= EXERCISE PASSAGE =
━━━━━━━━━━
American oil company Occidental Petroleum and the Achuar
indigenous group in Peru settled
a claim that had been winding its way through the U.S. court system since 2007.
The Achuar people blamed Occidental for supposedly contaminating the group’s
lands in the Peruvian Amazon over the course of three decades. The lawsuit
argued that Occidental “knowingly utilized out-of-date methods for separating
crude oil that contravened United States and Peruvian law, resulting in the
discharge of millions of gallons of toxic oil byproducts into the area’s
waterways.”
Though the precise amount of the settlement was not
disclosed due to a confidentiality clause, the agreement forces the oil company
to fund
public health development projects for five communities in the Loreto region.
Occidental Petroleum, however, has admitted no wrongdoing.
━━━━━━━━━━
= SOURCE MATERIAL =
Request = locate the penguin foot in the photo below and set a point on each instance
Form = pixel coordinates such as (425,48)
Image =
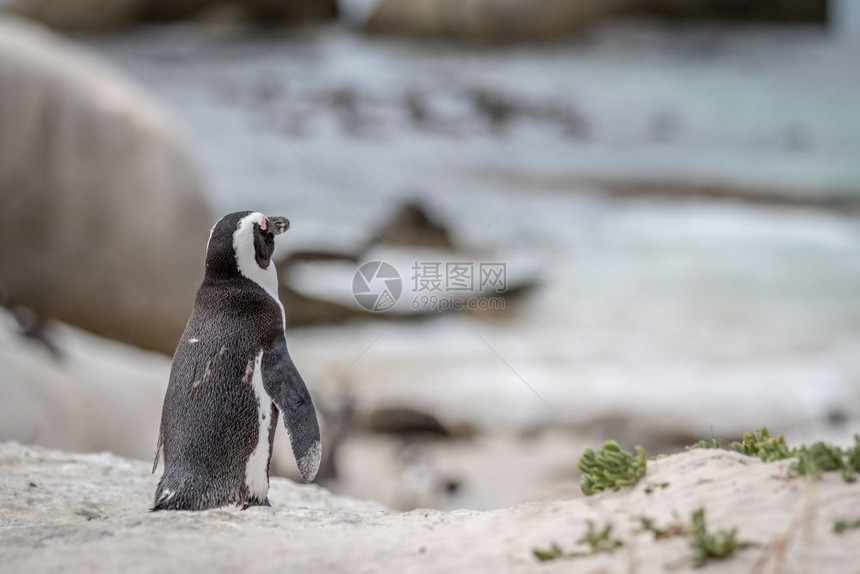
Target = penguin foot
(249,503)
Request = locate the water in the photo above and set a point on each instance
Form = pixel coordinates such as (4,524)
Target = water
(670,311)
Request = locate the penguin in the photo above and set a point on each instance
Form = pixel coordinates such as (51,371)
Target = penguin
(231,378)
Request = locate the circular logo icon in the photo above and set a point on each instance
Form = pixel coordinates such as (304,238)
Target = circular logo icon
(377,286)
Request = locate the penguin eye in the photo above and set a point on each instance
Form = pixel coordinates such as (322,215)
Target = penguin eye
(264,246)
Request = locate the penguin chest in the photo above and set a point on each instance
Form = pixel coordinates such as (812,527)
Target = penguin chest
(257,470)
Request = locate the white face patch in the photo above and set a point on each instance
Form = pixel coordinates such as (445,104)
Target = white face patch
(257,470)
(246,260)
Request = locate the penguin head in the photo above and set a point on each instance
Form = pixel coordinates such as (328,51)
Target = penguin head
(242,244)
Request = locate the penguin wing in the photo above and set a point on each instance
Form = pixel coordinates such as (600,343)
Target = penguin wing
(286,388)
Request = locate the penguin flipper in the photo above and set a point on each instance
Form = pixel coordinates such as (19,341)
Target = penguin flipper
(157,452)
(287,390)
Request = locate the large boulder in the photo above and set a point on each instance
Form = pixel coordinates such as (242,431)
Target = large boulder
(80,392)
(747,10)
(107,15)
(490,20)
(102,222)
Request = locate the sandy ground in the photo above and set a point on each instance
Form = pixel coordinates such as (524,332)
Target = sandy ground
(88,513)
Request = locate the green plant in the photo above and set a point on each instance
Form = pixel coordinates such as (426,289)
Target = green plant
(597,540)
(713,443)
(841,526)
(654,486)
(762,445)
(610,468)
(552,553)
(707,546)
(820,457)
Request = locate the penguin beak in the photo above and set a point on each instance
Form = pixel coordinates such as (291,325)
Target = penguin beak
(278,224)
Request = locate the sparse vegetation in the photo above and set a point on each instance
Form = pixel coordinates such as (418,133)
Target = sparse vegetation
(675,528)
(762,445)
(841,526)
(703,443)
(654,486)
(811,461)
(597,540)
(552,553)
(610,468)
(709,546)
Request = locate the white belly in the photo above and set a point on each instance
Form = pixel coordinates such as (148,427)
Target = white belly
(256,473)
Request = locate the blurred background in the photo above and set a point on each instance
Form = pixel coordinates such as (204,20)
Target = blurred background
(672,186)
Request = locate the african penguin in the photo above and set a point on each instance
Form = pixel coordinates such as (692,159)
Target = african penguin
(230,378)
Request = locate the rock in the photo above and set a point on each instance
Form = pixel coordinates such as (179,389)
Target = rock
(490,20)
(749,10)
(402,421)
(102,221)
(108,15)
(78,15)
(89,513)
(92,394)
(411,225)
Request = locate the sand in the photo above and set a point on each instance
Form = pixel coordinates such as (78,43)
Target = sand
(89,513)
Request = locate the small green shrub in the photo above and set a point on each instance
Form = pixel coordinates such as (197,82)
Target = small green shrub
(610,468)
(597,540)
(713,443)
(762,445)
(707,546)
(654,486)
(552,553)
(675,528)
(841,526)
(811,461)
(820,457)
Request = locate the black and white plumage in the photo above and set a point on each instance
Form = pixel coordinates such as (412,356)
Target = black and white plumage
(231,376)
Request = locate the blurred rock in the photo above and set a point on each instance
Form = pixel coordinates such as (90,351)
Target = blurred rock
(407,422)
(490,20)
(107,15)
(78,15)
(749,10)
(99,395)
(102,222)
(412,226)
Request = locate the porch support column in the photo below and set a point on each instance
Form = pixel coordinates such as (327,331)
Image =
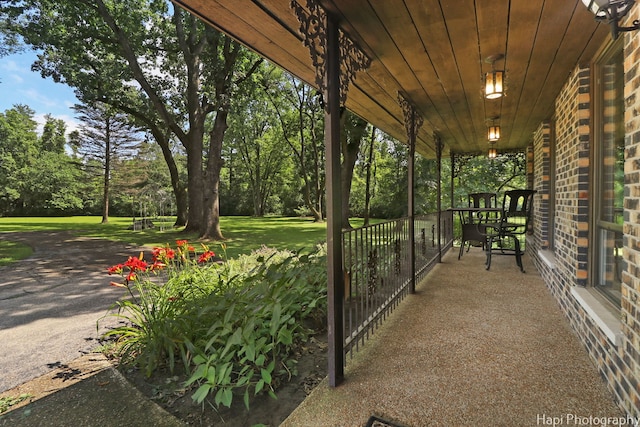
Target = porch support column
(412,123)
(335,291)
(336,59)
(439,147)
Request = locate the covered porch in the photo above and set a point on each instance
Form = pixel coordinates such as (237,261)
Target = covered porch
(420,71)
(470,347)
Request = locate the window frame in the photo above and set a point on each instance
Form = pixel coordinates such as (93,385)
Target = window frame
━━━━━━━━━━
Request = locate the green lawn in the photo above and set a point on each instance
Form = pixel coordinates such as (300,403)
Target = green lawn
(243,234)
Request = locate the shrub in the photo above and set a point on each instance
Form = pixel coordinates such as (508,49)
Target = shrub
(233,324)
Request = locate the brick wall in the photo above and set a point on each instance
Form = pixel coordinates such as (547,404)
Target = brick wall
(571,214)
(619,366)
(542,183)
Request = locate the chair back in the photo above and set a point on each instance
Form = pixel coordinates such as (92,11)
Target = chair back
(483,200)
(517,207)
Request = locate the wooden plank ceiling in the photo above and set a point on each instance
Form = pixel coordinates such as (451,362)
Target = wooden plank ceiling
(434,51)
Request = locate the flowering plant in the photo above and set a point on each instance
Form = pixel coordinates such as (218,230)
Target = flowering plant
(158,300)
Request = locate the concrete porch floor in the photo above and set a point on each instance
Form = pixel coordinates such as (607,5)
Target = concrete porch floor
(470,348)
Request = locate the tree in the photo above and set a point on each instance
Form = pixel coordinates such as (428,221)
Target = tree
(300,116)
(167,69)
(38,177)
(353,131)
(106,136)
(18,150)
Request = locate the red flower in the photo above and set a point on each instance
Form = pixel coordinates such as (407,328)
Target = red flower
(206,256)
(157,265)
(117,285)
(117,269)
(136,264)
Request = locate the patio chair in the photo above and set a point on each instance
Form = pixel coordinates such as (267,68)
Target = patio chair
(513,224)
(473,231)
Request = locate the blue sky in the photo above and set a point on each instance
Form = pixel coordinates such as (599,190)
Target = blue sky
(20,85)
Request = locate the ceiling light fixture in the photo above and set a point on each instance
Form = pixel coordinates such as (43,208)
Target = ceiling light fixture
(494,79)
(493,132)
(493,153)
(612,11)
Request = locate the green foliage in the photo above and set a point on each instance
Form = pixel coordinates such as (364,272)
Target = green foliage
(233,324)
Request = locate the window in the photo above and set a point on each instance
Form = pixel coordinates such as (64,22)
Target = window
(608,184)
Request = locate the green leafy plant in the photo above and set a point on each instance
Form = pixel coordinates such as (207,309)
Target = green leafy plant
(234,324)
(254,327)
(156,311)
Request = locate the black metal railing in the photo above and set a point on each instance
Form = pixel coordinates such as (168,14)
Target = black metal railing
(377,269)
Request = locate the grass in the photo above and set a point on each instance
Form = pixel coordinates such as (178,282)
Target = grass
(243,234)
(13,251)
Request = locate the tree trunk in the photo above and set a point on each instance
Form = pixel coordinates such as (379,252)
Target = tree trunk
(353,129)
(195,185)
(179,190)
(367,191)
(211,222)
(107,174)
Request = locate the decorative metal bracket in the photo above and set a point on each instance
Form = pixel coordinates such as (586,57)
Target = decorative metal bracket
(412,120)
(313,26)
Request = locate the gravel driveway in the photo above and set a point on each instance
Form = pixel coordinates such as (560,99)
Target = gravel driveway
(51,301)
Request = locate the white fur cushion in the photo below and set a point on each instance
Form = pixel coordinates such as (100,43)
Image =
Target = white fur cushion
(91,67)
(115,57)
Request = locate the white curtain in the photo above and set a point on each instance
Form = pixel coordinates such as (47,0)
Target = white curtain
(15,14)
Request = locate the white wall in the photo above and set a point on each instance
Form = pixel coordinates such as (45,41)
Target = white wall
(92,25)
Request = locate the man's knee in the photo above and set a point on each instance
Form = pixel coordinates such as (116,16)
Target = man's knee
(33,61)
━━━━━━━━━━
= INSTRUCTIONS =
1) According to the passage on the Occidental Petroleum settlement, since what year had the Achuar claim been moving through the U.S. court system?
2) Summarize the passage on the Occidental Petroleum settlement in two sentences.
3) Carry on the passage on the Occidental Petroleum settlement from its final sentence.

= ANSWERS PROVIDED =
1) Since 2007.

2) Occidental Petroleum settled a lawsuit brought by the Achuar indigenous group of Peru, who blamed the company for contaminating their Amazon lands over three decades by using out-of-date crude oil separation methods that discharged millions of gallons of toxic byproducts into local waterways. The settlement amount was kept confidential, but the agreement requires the company to fund public health development projects for five communities in the Loreto region, although Occidental has admitted no wrongdoing.

3)
The settlement was actually agreed to in 2013, but was only announced
last week by Occidental Petroleum. According to representatives of both parties
in the lawsuit, all sides are satisfied with the settlement. Occidental ran the
1-AB oil block in Peru from 1971 until 2000, when it sold the operations to Argentine
oil company Pluspetrol, which has had similar clashes with the local
communities.
In advance of the rumored signing of an historic agreement
between the indigenous communities in the areas surrounding the 1-AB block and
the Peruvian government, Peruvian business journal El
Comercio published an article asking what the indigenous communities of
this region want from the government. According to Julio Rojas, the high
commissioner in the National Office of Dialogue and Sustainability, the indigenous
people want: the construction of water treatment plants, investments in public
health, extensive environmental studies of the areas and the local people, and
more than $100 million to fund environmental remediation projects.